═══ Extrait ═══
Confiance, c'est moi, n'ayez pas peur. Mc 6,50
C'est la semaine après l'Epiphanie.
Je pense que certains textes proposés par la liturgie de cette semaine sont, de fait, des théophanies qui préparent la théophanie du baptême de Jésus. Les deux péricopes - la multiplication des pains et la tempête apaisée - vont bien dans ce sens. Dans la première, Jésus, comme le Tout Puissant, donne la nourriture en abondance (prérogative divine); et dans la seconde il est à la fois le maître des éléments - le vent tombe quand il monte dans la barque, mais aussi quelqu'un qui voit: car il se rend bien compte que ses apôtres sont en danger et il vient à leur secours. Il a beau être sur la montagne, en prière, il est aussi là dans la tourmente.
La phrase de Jésus à ceux qui crient de peur dans la barque - "C'est moi!", j'ai eu la chance de l'entendre ce matin comme si elle était pour moi; c'est elle qui m'a donné cette envie d'écrire.
J'ai voulu laisser parler un apôtre, un des douze, avec ses réactions, ses interrogations; interrogations qui sont souvent les miennes. Car le cœur endurci, oui, je connais.
Je résume toutefois ce qui se passe avant la théophanie de la tempête calmée, parce que j'aime remettre un texte dans son contexte.
═══ Lignes fournies ═══
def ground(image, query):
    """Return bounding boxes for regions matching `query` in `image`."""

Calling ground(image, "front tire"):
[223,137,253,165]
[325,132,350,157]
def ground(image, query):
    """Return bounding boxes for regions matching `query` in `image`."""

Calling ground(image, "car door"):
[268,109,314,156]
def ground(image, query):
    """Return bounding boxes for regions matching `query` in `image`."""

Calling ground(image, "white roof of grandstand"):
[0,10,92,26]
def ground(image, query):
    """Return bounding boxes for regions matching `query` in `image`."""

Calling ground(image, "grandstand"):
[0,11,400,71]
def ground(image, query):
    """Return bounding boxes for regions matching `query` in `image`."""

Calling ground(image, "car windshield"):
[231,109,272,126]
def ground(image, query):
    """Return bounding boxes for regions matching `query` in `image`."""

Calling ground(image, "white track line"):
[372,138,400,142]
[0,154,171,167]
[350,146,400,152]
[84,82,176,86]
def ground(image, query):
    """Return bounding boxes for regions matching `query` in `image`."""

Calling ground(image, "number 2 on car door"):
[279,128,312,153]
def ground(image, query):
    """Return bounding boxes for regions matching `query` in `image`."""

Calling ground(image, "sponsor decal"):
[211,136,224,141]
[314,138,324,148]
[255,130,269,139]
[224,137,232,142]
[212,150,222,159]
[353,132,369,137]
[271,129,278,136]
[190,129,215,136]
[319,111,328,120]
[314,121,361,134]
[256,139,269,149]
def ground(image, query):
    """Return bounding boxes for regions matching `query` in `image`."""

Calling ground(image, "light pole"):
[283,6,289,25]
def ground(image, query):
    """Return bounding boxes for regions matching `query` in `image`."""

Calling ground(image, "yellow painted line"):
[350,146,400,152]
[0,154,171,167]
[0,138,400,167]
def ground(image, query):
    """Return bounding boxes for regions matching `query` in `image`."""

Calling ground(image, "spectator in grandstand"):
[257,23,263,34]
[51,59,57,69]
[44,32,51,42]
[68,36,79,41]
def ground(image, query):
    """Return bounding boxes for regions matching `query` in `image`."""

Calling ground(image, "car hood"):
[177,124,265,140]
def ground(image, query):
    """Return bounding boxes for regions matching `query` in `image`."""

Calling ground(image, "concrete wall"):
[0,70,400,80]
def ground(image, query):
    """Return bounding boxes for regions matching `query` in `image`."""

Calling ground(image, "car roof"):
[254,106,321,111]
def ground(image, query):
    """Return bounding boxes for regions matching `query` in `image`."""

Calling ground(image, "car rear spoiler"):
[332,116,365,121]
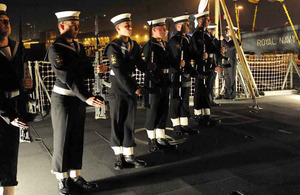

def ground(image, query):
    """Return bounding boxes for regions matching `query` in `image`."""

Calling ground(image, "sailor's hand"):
[215,66,223,73]
[135,88,142,95]
[147,62,156,72]
[221,46,226,55]
[85,97,104,107]
[191,59,195,67]
[24,77,33,89]
[198,74,207,79]
[11,118,28,129]
[97,64,107,73]
[180,60,185,68]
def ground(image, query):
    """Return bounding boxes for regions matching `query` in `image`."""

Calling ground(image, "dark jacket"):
[106,38,146,96]
[190,27,220,73]
[0,39,24,124]
[143,37,173,88]
[168,32,194,85]
[46,37,94,101]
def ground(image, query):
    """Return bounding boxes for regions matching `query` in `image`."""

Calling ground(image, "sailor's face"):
[198,16,210,27]
[0,15,11,37]
[182,21,190,34]
[62,20,79,39]
[116,21,132,37]
[153,25,167,39]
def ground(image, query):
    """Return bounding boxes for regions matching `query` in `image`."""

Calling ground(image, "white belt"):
[53,85,76,96]
[5,89,20,99]
[161,69,169,74]
[109,69,135,77]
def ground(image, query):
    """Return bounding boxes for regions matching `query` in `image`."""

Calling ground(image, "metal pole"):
[252,3,258,32]
[220,0,259,109]
[281,1,300,46]
[233,0,242,40]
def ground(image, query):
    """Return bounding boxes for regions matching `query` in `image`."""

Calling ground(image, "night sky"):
[0,0,300,38]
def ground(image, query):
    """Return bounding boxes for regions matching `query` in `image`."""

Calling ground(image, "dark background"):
[1,0,300,39]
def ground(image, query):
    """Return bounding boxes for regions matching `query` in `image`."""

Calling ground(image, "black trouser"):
[224,64,236,99]
[170,87,191,118]
[51,92,86,173]
[194,72,213,110]
[145,87,169,130]
[109,94,137,147]
[0,118,20,186]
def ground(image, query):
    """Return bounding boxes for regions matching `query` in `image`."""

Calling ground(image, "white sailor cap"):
[55,11,80,22]
[226,26,238,31]
[207,24,217,30]
[110,13,131,26]
[194,11,209,19]
[172,15,190,24]
[147,18,167,27]
[0,3,7,15]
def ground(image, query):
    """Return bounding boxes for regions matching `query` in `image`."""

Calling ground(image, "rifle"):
[178,24,184,99]
[202,20,207,88]
[17,19,33,143]
[144,22,154,108]
[94,15,110,119]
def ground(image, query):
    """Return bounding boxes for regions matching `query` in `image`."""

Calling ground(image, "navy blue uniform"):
[47,37,94,173]
[106,38,146,147]
[0,39,24,186]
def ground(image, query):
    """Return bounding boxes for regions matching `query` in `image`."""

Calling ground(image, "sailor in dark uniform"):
[222,26,238,100]
[46,11,103,194]
[168,15,194,139]
[207,24,222,106]
[106,13,147,170]
[0,4,28,194]
[191,11,220,126]
[143,18,176,152]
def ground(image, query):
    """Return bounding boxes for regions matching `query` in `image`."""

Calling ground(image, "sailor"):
[168,15,194,137]
[106,13,147,170]
[143,18,174,153]
[191,11,220,126]
[0,3,28,195]
[222,26,239,100]
[46,11,103,194]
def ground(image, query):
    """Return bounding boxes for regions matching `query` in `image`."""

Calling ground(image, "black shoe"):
[71,176,98,192]
[148,139,161,153]
[203,116,217,127]
[58,178,71,195]
[181,126,197,134]
[124,155,147,168]
[114,154,124,171]
[157,138,177,152]
[193,115,205,127]
[211,101,221,107]
[172,131,188,144]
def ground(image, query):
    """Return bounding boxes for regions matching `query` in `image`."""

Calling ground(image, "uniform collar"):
[151,37,166,50]
[53,36,80,53]
[111,38,133,52]
[0,37,19,61]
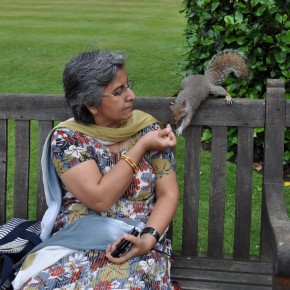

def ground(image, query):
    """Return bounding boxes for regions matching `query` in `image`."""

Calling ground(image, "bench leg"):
[274,276,290,290]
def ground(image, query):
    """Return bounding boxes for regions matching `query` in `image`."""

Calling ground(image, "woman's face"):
[91,68,136,128]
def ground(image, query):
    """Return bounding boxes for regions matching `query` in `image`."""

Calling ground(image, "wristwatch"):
[140,227,160,243]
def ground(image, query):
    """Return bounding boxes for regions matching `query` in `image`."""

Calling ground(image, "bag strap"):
[0,253,13,287]
[1,221,42,246]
═══
#### Travail à faire:
a - Indiquez si chacun des énoncés suivants concorde avec la méditation sur la tempête apaisée, en répondant par oui ou par non et en citant les mots du texte qui tranchent : (i) l'auteur situe ces lectures dans la semaine qui suit l'Épiphanie ; (ii) le vent tombe quand Jésus descend de la barque ; (iii) l'auteur a entendu ce matin la phrase « C'est moi ! » comme si elle lui était adressée.
b - Poursuivez la méditation sur la tempête apaisée à partir de sa dernière phrase.
Les lignes n'ont aucun rapport avec l'extrait.

#### Réponses par consigne:
a -
(i) Oui : « C'est la semaine après l'Epiphanie. »
(ii) Non : « le vent tombe quand il monte dans la barque »
(iii) Oui : « j'ai eu la chance de l'entendre ce matin comme si elle était pour moi »

b -
Au chapitre 6 de Marc, on a la première mission des apôtres, qui reviennent "gonflés à bloc" mais fatigués. Et comme Jésus, de son côté, fait des guérisons, il y a tellement de monde qu'on n'a pas le temps de manger. Et je me demande si ce n'est pas là un maître mot. Car logiquement, si les disciples et Jésus vont dans un lieu tranquille, une sorte de crique sur le bord du lac, c'est bien pour manger aussi en paix. Seulement, quand Jésus se déplace, il est un peu comme le loup blanc, et tout le monde court après lui. Alors la tranquillité, c'est terminé; et pour les apôtres, cela tombe quand même très mal. Jésus, lui, donne ce qu'il a: les guérisons, et son enseignement. Et comme la foule est insatiable, il donne, il donne. Seulement les apôtres, eux voudraient bien que ça s'arrête; ils essaient de prendre Jésus par les sentiments: "il faudrait que la foule aillent chercher à manger, et ce avant qu'il ne fasse nuit". Ce qui est sous-entendu, c'est que comme ça on va être tranquille, débarrassés d'eux. Mais avec Jésus, quand on parle de manger, il ne l'entend pas de cette oreille. Et si lui donne à manger, ceux qui se disent ses disciples doivent faire de même. D'où ce quiproquo, sur l'argent (beaucoup) et la réalité: cinq pains et deux poissons. Et c'est avec cette réalité que Jésus va rassasier la foule.
Un des apôtres, par exemple Barthélémy, raconte
Nous, on était fatigués, on voulait souffler; et voilà que, en arrivant là où nous avions projeté d'aller, il y avait plein plein de monde; et comme d'habitude des éclopés de la vie, des mendiants, des femmes, des enfants sales, et quand même des hommes. Comme d'habitude, nous, on a regardé; et il a guéri et guéri; parlé et parlé. Les heures ont filé, et nous on était là à attendre. On sentait bien que lui, il était rempli de compassion, mais nous, pas vraiment.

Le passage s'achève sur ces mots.